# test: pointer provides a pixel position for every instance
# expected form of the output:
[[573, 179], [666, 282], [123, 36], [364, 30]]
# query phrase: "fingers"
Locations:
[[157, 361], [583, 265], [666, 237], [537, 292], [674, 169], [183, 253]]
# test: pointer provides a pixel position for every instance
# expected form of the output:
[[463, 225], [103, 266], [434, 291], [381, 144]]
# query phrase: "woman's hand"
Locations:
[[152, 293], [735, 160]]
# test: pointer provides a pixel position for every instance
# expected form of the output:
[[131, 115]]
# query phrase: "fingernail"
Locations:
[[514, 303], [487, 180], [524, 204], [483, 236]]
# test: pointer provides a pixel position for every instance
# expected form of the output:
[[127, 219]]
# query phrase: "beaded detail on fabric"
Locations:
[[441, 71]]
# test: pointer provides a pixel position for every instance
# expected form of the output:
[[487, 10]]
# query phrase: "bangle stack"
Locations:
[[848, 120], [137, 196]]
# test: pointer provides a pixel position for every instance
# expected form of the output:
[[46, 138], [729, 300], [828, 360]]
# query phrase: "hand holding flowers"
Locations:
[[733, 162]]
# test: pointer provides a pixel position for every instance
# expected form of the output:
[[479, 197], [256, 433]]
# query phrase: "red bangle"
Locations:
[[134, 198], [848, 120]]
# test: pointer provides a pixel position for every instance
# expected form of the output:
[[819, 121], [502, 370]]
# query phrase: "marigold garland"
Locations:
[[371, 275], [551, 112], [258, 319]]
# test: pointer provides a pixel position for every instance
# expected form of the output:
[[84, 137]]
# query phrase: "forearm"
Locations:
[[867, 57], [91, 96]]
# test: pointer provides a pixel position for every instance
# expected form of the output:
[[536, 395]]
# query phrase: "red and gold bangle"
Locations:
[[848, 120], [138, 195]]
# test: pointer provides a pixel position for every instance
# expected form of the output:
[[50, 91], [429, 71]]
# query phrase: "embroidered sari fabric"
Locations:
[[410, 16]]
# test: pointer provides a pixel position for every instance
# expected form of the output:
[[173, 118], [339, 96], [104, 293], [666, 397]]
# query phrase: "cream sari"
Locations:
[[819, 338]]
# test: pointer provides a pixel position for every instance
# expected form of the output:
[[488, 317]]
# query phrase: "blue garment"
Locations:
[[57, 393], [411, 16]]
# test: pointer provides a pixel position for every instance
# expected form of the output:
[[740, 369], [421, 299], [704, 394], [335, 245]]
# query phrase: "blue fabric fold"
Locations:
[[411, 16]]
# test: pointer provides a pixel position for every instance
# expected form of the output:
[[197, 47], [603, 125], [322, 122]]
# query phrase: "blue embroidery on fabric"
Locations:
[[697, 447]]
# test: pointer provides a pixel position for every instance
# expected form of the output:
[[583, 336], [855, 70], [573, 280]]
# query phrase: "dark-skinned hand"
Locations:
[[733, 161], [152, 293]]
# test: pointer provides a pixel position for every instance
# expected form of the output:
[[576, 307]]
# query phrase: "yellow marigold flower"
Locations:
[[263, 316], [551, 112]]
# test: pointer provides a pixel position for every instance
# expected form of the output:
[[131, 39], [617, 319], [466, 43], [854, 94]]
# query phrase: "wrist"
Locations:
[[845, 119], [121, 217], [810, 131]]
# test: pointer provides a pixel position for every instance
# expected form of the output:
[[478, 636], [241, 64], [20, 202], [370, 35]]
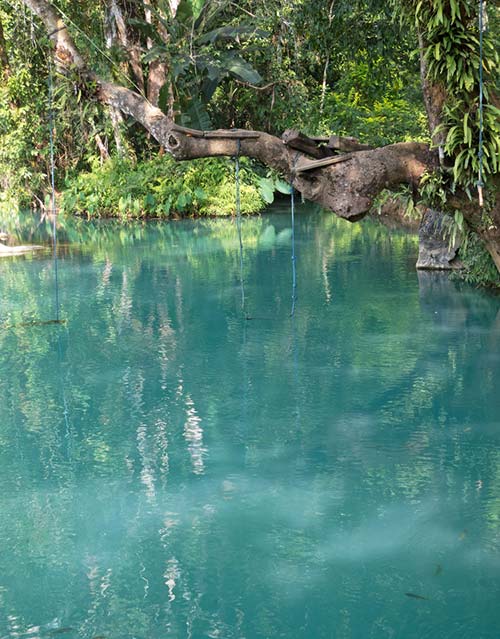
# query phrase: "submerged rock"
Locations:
[[435, 251], [18, 250]]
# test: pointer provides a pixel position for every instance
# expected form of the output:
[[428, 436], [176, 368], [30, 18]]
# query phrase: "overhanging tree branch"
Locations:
[[348, 188]]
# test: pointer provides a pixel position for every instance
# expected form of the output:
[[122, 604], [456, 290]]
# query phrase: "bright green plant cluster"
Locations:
[[451, 35], [161, 187]]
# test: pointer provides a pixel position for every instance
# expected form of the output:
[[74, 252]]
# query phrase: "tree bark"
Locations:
[[434, 99], [348, 187], [4, 58]]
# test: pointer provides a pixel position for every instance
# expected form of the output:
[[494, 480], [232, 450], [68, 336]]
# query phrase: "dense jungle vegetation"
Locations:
[[380, 71]]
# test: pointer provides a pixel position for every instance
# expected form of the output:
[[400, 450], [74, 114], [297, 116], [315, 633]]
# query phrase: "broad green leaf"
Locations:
[[241, 69]]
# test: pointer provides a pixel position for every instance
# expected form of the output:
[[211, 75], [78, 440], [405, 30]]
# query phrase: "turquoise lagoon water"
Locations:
[[169, 468]]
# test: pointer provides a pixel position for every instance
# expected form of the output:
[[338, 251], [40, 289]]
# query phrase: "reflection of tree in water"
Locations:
[[175, 470]]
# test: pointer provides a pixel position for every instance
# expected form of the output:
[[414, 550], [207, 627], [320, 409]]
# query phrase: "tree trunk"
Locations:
[[4, 59], [347, 186], [434, 99]]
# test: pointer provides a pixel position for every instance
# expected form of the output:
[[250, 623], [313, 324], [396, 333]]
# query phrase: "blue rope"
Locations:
[[56, 263], [53, 190], [238, 220], [294, 257], [480, 182]]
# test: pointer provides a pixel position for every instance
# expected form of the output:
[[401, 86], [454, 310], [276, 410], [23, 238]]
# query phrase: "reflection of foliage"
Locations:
[[161, 188], [291, 415]]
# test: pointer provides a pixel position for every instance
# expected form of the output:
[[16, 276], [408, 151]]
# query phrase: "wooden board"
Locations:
[[310, 165]]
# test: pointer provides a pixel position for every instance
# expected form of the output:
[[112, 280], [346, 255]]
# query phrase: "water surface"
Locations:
[[169, 468]]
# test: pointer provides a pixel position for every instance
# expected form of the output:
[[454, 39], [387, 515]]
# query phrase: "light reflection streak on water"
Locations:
[[193, 434], [282, 531]]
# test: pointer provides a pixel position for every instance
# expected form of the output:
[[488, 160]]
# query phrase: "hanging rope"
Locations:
[[53, 189], [238, 222], [294, 257], [480, 182]]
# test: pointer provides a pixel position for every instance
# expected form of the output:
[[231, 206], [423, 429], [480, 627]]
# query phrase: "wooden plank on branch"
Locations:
[[310, 165], [346, 144], [235, 134], [300, 142], [238, 134]]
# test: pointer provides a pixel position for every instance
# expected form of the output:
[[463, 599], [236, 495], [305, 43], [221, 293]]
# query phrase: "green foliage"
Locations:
[[450, 31], [160, 188], [478, 266]]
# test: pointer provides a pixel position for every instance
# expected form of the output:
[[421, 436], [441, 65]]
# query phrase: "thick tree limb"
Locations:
[[348, 188]]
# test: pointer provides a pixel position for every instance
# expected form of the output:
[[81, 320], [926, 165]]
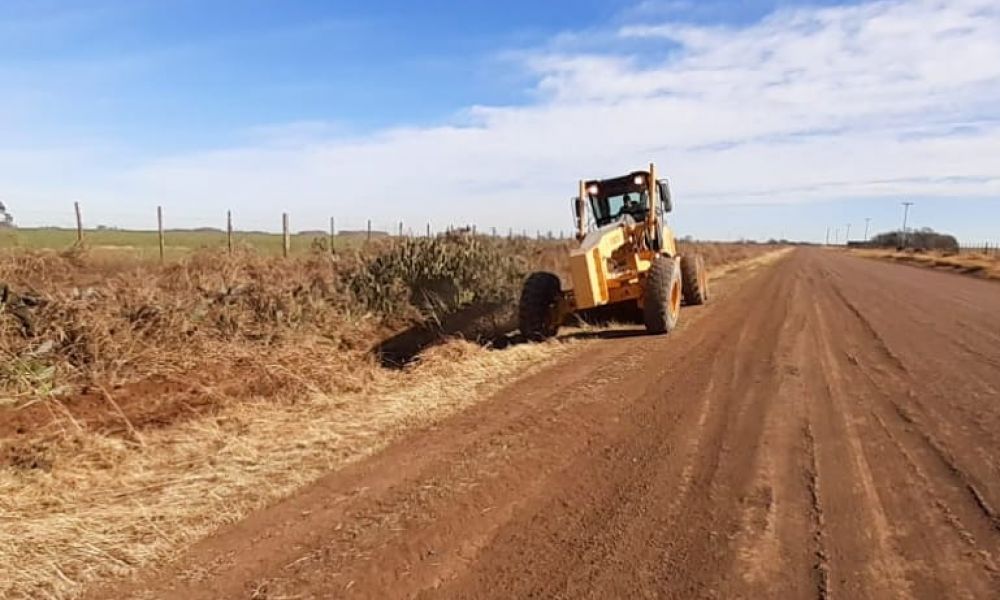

§ YOUR INSTRUCTIONS: List every line of the data above that contains the string "green", copying each line in full.

§ RESPONSE TO THIS EXERCISE:
# query phrase: "bright green plant cluster"
# query phrase: "broad green leaf"
# query phrase: "green foliage"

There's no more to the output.